[BRANO DI PARTENZA]
# # # # # # #

Orbene, l’art. 68 del TUIR, rubricato “plusvalenze”, dispone al comma 6 che “Le plusvalenze indicate nellelettere c), c-bis) e c-ter) del comma 1 dell’articolo 67 sono costituite dalla differenza tra il corrispettivo percepito ovvero la somma od il valore normale dei beni rimborsati ed il costo od il valore di acquisto assoggettato a tassazione, aumentato di ogni onere inerente alla loro produzione, compresa l’imposta di successione e donazione, con esclusione degli interessi passivi…”.
Sulla base dell’articolo 68 del TUIR che si riferisce al “corrispettivo percepito”, si dovrebbe escludere il potere dell’Amministrazione finanziaria di rettificare il corrispettivo pattuito dalle parti qualora esso risulti inferiore al valore di mercato.

# # # # # # #

[MATERIALE ESTRATTO]
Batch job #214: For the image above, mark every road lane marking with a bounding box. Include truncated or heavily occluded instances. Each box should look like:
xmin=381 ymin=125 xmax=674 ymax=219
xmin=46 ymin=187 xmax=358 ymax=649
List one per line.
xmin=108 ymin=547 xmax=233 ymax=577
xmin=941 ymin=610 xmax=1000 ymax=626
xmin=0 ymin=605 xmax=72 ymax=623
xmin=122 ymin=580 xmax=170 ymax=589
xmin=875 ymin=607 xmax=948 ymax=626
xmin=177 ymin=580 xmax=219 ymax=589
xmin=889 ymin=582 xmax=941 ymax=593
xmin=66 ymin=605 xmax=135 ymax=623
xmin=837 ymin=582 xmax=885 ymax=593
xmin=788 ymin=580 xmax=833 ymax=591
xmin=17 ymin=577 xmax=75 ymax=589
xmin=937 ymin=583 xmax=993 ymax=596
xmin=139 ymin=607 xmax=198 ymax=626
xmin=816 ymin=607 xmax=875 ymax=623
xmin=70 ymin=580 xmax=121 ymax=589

# # # # # # #

[CONSEGNA] Prosegui il brano sulle plusvalenze dell'articolo 68 del TUIR partendo dalla frase con cui si chiude. Il materiale non ha alcun legame con il brano sulle plusvalenze.

[RISPOSTA]
In tal senso, si è espressa la Guardia di Finanza, nella nota n. 47/98 del 19/12/1998, affermando che “Nel caso di cessione della partecipazione, sia che essa dia luogo a plusvalenza, sia, soprattutto, nel caso in cui la vendita generi minusvalenze, deve essere esaminata l’intera operazione allo scopo di accertare se il prezzo praticato sia congruo. Ciò non significa, naturalmente, che i verbalizzanti possano sindacare il corrispettivo praticato dalle parti in regime di libera contrattazione ma soltanto che il prezzo fatturato e contabilizzato sia quello effettivamente pagato dall’acquirente”.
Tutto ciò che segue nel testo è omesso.